* _Entries provided_

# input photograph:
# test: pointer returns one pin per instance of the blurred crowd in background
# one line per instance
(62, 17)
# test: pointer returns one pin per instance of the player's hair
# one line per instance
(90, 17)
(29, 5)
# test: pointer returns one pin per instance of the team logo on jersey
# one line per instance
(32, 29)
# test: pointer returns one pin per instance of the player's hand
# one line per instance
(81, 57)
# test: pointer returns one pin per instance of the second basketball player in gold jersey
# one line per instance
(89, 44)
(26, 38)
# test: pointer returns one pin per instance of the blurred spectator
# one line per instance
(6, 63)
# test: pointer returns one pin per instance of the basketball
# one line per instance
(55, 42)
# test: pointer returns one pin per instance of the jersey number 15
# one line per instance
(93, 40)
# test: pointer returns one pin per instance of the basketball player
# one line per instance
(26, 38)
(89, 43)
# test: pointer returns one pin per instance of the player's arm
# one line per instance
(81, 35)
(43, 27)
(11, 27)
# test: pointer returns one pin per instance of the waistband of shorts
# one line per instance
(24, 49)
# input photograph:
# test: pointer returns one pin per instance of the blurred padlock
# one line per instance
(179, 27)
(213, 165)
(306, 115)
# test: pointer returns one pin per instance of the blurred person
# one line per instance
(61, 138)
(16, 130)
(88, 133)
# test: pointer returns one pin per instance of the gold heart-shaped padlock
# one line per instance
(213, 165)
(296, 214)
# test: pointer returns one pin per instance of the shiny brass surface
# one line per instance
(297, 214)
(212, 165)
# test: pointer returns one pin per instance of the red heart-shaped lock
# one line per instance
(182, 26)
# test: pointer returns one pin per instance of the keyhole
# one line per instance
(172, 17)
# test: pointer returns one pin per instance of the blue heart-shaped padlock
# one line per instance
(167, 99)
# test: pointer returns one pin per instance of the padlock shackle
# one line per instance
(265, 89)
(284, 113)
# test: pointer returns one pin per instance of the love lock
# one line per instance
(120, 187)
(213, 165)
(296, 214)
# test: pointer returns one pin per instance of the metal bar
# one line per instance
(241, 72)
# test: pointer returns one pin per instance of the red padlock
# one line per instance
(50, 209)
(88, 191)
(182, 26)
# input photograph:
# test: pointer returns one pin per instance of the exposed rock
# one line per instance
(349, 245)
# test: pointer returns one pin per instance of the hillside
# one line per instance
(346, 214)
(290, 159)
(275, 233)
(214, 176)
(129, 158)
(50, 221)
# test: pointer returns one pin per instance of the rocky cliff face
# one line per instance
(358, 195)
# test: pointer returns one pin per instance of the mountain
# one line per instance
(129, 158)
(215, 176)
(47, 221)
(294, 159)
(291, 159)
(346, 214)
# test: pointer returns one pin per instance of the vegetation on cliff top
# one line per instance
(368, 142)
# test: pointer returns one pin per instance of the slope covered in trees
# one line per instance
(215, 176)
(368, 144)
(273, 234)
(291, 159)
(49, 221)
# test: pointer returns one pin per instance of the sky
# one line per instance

* _What you have to do_
Repeat the material above in full. Match it exactly.

* _Response to the exercise_
# input photograph:
# test: pointer returns one pin per instance of the blurred crowd in background
# one line per instance
(62, 17)
# test: pointer returns one pin per instance of the player's hair
# one line per instance
(90, 17)
(29, 5)
# test: pointer returns one pin per instance of the team logo on jersey
# one line per instance
(32, 29)
# test: pointer returns one pin per instance of the player's hand
# one line per instance
(81, 57)
# test: pointer returns one pin per instance of the second basketball player in gold jersey
# one line per instance
(89, 44)
(26, 38)
# test: pointer returns one pin per instance of the blurred spectator
# one line per instance
(6, 63)
# test: pointer returns one pin per instance of the basketball
# one line per instance
(55, 42)
# test: pointer returns one pin per instance of the jersey number 15
# one line per instance
(93, 40)
# test: pointer returns one pin per instance of the basketball player
# one line per instance
(26, 38)
(89, 43)
# test: pointer returns one pin per instance of the player's arm
# one line per instance
(81, 35)
(43, 27)
(11, 27)
# test: pointer returns one pin per instance of the waistband of shorts
# one line per instance
(24, 49)
# input photograph:
# test: pointer returns one pin per instance of the blurred padlock
# one line per instance
(179, 27)
(213, 165)
(306, 115)
# test: pointer returns one pin per instance of the blurred person
# one line per instance
(61, 138)
(16, 130)
(88, 133)
# test: pointer returns one pin per instance of the gold heart-shaped padlock
# one line per instance
(213, 165)
(296, 214)
# test: pointer returns one pin per instance of the shiny brass surface
# one line per instance
(297, 214)
(212, 165)
# test: pointer returns one pin per instance of the red heart-shaped lock
# one line per instance
(182, 26)
# test: pointer returns one pin per instance of the keyhole
# one line per instance
(172, 17)
# test: pointer returns one pin per instance of the blue heart-shaped padlock
# one line per instance
(167, 99)
# test: pointer returns one pin per instance of the padlock shackle
# one line per instance
(265, 89)
(284, 113)
# test: pointer returns one pin per instance of the love lock
# one line per instance
(120, 187)
(213, 165)
(296, 214)
# test: pointer returns one pin per instance of the metal bar
# one line per instance
(241, 72)
# test: pointer returns one pin per instance of the red padlock
# one line per instance
(50, 209)
(88, 191)
(182, 26)
# input photograph:
# test: pointer returns one pin per instance of the exposed rock
# one line per instance
(349, 245)
# test: pointer returns one pin per instance of the hillside
# one line per instance
(346, 214)
(290, 159)
(275, 233)
(214, 176)
(129, 158)
(50, 221)
# test: pointer returns one pin per instance of the rocky cliff face
# one line per instance
(358, 195)
# test: pointer returns one pin per instance of the mountain
# one line per instance
(129, 158)
(215, 176)
(47, 221)
(294, 159)
(291, 159)
(346, 214)
# test: pointer returns one pin per instance of the vegetation on cliff top
# one line per instance
(368, 142)
# test: pointer returns one pin per instance of the slope covered in trees
# one line per instance
(215, 176)
(368, 144)
(273, 234)
(291, 159)
(49, 221)
# test: pointer returns one pin per instance of the sky
# one line per instance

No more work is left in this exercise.